• _Your task_:
Using the records below, give again exactly the lines from the line that contains "x=120, y=301" through the line that contains "x=363, y=115", both ends included, and only those.

• _Dataset excerpts_:

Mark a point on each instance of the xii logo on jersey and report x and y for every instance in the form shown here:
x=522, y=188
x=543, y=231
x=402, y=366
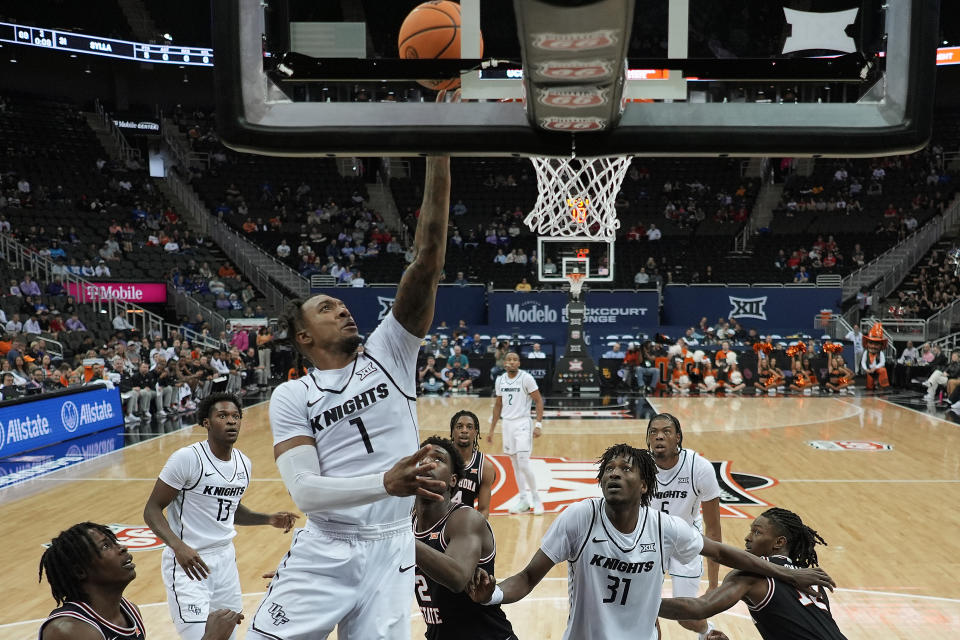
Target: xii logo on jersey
x=367, y=370
x=386, y=304
x=563, y=482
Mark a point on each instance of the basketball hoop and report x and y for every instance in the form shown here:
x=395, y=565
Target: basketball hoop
x=576, y=284
x=577, y=196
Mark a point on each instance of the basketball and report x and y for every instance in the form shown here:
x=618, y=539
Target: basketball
x=431, y=31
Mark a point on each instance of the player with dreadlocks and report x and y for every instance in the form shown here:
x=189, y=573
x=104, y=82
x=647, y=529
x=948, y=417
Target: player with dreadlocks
x=779, y=611
x=618, y=548
x=476, y=483
x=88, y=569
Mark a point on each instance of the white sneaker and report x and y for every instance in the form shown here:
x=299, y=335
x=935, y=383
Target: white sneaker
x=520, y=507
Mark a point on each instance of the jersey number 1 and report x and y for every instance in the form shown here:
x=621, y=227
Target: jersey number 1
x=363, y=434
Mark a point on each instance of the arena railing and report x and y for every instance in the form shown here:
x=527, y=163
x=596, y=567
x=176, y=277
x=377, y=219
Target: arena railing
x=885, y=272
x=42, y=270
x=262, y=269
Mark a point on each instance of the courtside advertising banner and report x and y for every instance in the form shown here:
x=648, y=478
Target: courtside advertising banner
x=27, y=466
x=605, y=311
x=762, y=308
x=28, y=425
x=135, y=292
x=370, y=305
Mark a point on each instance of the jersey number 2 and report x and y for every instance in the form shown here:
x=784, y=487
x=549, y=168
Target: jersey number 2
x=363, y=434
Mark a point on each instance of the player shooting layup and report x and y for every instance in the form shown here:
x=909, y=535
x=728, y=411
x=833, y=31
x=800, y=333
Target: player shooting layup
x=345, y=440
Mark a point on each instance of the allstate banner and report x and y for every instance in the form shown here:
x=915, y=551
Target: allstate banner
x=370, y=305
x=612, y=311
x=27, y=425
x=760, y=308
x=20, y=468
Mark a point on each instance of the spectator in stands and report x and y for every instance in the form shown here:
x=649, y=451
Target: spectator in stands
x=14, y=326
x=29, y=287
x=9, y=390
x=32, y=325
x=431, y=381
x=457, y=378
x=74, y=324
x=123, y=325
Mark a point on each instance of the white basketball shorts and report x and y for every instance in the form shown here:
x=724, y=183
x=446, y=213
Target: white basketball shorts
x=517, y=436
x=191, y=601
x=357, y=579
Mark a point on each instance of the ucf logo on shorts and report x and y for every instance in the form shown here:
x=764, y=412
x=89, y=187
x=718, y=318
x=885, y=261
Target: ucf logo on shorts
x=276, y=612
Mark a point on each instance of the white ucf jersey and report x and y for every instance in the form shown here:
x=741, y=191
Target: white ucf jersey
x=515, y=393
x=363, y=418
x=614, y=580
x=681, y=489
x=210, y=492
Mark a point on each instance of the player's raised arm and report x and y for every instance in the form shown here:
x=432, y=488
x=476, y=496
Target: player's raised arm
x=802, y=579
x=734, y=587
x=454, y=568
x=485, y=590
x=416, y=295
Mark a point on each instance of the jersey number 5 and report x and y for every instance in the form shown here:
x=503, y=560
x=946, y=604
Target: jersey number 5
x=363, y=434
x=614, y=586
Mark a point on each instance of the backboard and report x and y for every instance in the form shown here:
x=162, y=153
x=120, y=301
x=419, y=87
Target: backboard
x=559, y=257
x=701, y=77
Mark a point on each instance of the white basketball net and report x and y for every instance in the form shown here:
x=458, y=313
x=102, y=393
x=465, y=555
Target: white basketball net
x=577, y=197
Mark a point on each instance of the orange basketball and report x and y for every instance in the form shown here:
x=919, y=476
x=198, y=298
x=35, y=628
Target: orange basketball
x=432, y=30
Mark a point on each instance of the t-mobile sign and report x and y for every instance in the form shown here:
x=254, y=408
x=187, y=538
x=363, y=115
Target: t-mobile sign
x=136, y=292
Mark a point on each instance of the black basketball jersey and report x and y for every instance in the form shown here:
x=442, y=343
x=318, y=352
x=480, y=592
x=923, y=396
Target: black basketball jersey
x=83, y=611
x=469, y=485
x=788, y=614
x=454, y=616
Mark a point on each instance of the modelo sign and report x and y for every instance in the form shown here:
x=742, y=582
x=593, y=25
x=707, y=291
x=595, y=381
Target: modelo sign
x=136, y=292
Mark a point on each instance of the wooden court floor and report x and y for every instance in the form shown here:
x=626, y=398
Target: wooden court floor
x=890, y=516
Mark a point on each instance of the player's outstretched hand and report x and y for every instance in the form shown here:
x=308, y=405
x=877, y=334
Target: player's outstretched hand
x=283, y=520
x=406, y=477
x=221, y=624
x=193, y=565
x=809, y=580
x=480, y=587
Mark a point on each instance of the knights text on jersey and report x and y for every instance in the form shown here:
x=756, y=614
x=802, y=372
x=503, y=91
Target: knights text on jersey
x=363, y=418
x=680, y=490
x=787, y=614
x=210, y=491
x=454, y=616
x=614, y=580
x=84, y=612
x=515, y=393
x=469, y=485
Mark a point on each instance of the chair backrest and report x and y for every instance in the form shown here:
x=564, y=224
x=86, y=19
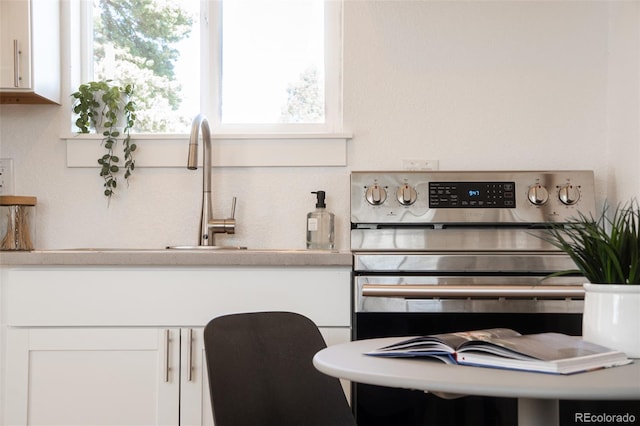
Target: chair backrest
x=261, y=372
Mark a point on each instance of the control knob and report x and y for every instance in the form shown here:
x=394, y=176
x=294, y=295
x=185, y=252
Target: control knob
x=376, y=195
x=569, y=194
x=406, y=195
x=538, y=194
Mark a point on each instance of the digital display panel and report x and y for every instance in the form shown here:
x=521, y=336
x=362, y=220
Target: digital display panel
x=472, y=195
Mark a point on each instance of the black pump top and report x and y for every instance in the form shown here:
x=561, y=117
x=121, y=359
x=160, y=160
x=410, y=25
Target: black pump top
x=320, y=202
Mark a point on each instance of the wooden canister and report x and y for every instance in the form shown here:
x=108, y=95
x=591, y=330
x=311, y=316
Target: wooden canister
x=17, y=222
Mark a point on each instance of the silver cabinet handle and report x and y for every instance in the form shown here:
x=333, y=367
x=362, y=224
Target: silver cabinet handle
x=189, y=353
x=16, y=64
x=166, y=355
x=414, y=291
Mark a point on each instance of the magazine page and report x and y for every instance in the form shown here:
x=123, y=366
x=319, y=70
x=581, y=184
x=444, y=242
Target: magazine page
x=543, y=346
x=446, y=343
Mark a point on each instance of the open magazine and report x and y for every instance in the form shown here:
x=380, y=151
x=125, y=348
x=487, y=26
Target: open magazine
x=554, y=353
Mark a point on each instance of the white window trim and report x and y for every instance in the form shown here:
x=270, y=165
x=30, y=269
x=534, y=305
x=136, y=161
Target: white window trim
x=234, y=146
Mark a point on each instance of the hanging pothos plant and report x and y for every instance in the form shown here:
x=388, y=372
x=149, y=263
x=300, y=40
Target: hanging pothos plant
x=110, y=110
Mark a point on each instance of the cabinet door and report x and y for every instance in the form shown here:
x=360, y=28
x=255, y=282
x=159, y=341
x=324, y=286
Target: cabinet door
x=14, y=44
x=92, y=376
x=195, y=400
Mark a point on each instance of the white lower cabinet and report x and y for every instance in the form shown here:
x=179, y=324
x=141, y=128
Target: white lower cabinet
x=79, y=353
x=102, y=376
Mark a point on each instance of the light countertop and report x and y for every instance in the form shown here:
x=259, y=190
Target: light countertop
x=163, y=257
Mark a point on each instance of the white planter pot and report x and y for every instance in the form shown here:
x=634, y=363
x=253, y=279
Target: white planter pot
x=100, y=119
x=612, y=317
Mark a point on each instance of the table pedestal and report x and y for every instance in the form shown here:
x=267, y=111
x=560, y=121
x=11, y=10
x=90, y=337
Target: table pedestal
x=538, y=412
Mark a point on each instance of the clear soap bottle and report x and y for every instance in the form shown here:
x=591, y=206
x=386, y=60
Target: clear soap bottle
x=320, y=225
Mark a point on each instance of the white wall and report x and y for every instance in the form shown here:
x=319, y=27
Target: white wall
x=475, y=85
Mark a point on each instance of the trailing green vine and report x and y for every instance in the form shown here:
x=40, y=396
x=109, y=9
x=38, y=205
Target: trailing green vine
x=114, y=103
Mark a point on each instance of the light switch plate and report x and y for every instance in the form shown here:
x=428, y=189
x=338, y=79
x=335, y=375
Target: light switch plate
x=419, y=164
x=6, y=176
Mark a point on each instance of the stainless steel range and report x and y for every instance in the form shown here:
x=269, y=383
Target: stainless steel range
x=464, y=241
x=451, y=251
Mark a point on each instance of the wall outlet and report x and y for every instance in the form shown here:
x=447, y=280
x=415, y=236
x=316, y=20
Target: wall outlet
x=6, y=176
x=419, y=164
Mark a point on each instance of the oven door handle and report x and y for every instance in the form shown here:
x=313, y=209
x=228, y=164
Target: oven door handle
x=414, y=291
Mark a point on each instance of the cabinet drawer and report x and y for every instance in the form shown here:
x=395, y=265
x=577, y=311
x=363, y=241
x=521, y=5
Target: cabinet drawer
x=185, y=296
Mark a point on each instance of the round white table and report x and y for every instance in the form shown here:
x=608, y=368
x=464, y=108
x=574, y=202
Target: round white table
x=537, y=393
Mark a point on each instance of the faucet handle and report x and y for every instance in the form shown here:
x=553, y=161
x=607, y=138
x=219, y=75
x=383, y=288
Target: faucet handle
x=224, y=226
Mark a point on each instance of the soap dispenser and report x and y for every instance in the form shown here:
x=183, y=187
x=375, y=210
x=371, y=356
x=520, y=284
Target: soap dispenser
x=320, y=230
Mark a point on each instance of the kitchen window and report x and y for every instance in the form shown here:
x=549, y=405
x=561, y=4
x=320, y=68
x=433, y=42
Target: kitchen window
x=252, y=66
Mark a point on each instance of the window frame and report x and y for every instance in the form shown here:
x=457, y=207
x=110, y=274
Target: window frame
x=211, y=65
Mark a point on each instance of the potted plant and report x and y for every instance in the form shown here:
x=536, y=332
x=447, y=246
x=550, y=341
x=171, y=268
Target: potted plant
x=606, y=250
x=108, y=109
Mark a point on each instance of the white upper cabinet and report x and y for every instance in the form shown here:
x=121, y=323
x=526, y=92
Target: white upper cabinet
x=29, y=51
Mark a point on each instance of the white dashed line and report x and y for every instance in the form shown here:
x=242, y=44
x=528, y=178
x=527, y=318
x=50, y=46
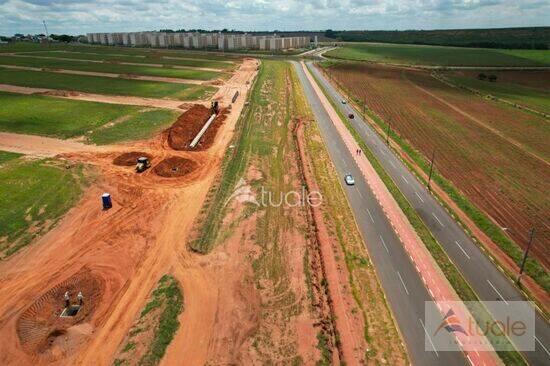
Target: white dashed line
x=498, y=293
x=542, y=345
x=402, y=282
x=370, y=215
x=435, y=217
x=384, y=243
x=429, y=338
x=463, y=251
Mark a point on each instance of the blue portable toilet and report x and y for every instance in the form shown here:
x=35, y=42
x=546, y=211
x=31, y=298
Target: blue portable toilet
x=106, y=198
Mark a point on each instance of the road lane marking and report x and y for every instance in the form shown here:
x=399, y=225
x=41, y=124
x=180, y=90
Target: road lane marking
x=463, y=251
x=384, y=243
x=403, y=282
x=437, y=218
x=498, y=293
x=542, y=345
x=370, y=215
x=429, y=338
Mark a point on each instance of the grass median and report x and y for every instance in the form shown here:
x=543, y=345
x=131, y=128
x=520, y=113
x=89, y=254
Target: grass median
x=453, y=275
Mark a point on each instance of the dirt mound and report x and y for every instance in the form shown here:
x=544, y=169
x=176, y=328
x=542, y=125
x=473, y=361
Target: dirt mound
x=40, y=325
x=174, y=166
x=61, y=93
x=130, y=158
x=188, y=125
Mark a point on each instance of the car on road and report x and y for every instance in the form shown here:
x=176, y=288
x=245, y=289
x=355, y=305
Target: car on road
x=350, y=181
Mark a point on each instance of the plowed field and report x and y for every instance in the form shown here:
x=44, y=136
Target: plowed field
x=497, y=156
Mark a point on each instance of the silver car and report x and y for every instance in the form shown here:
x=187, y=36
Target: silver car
x=349, y=180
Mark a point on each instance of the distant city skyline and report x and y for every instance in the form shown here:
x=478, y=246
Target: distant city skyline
x=82, y=16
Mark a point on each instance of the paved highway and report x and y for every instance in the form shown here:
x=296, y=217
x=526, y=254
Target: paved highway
x=402, y=285
x=487, y=281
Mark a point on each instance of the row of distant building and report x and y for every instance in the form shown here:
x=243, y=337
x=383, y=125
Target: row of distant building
x=221, y=41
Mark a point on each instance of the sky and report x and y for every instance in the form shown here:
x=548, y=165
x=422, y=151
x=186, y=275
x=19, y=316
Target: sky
x=81, y=16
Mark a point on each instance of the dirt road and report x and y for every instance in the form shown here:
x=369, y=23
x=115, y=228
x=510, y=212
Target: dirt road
x=123, y=252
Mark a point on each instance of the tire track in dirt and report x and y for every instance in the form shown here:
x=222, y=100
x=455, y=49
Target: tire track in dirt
x=129, y=247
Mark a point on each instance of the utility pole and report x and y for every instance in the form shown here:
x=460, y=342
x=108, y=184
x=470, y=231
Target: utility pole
x=47, y=35
x=531, y=236
x=431, y=170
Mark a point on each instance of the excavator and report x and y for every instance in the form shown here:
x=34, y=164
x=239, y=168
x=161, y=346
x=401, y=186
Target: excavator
x=142, y=164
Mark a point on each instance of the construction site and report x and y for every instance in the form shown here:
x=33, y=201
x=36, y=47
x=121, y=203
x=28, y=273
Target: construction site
x=217, y=41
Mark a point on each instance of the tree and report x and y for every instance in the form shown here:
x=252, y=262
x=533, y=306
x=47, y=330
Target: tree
x=329, y=33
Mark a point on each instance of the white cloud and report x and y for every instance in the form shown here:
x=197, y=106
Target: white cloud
x=81, y=16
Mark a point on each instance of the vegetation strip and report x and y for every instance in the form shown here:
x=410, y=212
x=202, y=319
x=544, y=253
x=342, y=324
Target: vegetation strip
x=380, y=331
x=156, y=326
x=454, y=276
x=109, y=68
x=34, y=195
x=104, y=85
x=532, y=267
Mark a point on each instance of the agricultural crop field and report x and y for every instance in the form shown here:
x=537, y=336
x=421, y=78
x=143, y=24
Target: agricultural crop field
x=495, y=154
x=43, y=63
x=104, y=85
x=34, y=194
x=118, y=51
x=121, y=58
x=50, y=116
x=527, y=88
x=439, y=56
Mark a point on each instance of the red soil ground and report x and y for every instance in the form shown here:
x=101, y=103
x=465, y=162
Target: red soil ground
x=130, y=158
x=188, y=125
x=115, y=257
x=497, y=156
x=174, y=166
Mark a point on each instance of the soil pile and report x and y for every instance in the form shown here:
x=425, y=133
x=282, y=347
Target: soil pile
x=130, y=158
x=174, y=166
x=40, y=325
x=188, y=125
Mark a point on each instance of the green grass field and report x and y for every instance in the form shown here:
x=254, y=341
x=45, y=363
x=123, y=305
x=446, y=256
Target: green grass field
x=120, y=50
x=6, y=156
x=149, y=59
x=138, y=126
x=49, y=116
x=34, y=194
x=104, y=85
x=158, y=321
x=507, y=87
x=437, y=55
x=110, y=68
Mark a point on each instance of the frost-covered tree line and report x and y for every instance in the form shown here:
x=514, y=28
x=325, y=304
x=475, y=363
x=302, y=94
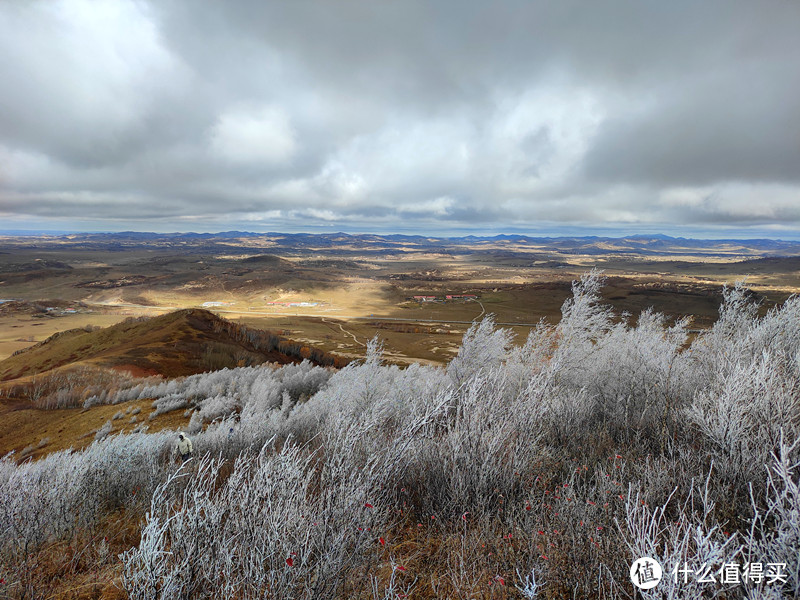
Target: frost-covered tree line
x=539, y=470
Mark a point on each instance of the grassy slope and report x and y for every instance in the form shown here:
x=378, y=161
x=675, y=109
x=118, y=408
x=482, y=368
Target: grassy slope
x=173, y=344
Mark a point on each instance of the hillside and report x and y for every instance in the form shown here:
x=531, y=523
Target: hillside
x=179, y=343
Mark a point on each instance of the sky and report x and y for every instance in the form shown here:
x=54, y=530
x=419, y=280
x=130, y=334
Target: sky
x=427, y=116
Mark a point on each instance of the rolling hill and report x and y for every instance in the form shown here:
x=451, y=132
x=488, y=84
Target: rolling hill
x=178, y=343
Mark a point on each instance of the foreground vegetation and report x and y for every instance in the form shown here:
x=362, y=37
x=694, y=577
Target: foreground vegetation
x=534, y=471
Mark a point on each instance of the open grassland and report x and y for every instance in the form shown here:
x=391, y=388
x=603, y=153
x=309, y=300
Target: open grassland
x=338, y=291
x=533, y=471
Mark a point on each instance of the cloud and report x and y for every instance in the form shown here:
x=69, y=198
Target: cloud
x=433, y=115
x=261, y=136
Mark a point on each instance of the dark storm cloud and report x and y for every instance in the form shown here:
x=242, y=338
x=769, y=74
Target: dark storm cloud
x=511, y=113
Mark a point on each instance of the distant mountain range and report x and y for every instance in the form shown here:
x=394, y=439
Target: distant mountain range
x=299, y=243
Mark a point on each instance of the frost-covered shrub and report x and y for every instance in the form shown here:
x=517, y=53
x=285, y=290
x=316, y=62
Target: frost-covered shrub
x=104, y=430
x=590, y=444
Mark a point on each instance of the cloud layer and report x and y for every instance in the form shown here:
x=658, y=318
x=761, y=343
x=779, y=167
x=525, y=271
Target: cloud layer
x=184, y=114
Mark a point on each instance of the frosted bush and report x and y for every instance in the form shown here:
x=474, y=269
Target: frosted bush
x=104, y=430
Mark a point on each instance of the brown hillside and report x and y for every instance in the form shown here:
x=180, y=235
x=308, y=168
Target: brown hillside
x=179, y=343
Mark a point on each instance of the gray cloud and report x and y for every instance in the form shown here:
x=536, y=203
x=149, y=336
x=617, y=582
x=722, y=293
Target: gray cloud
x=433, y=115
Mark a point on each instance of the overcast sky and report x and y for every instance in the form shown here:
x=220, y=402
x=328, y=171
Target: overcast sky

• _Answer to this task_:
x=120, y=301
x=419, y=87
Target: backboard
x=559, y=257
x=701, y=77
Mark a point on each instance of the white basketball net and report x and y for every instance in the form shown here:
x=458, y=313
x=102, y=393
x=465, y=555
Target: white basketball net
x=577, y=197
Mark a point on each instance of the orange basketball and report x and y for every instance in the form shown here:
x=919, y=476
x=198, y=298
x=35, y=628
Target: orange basketball
x=432, y=30
Mark a point on each instance of the t-mobile sign and report x and y for every instance in the form shown here:
x=254, y=408
x=187, y=538
x=363, y=115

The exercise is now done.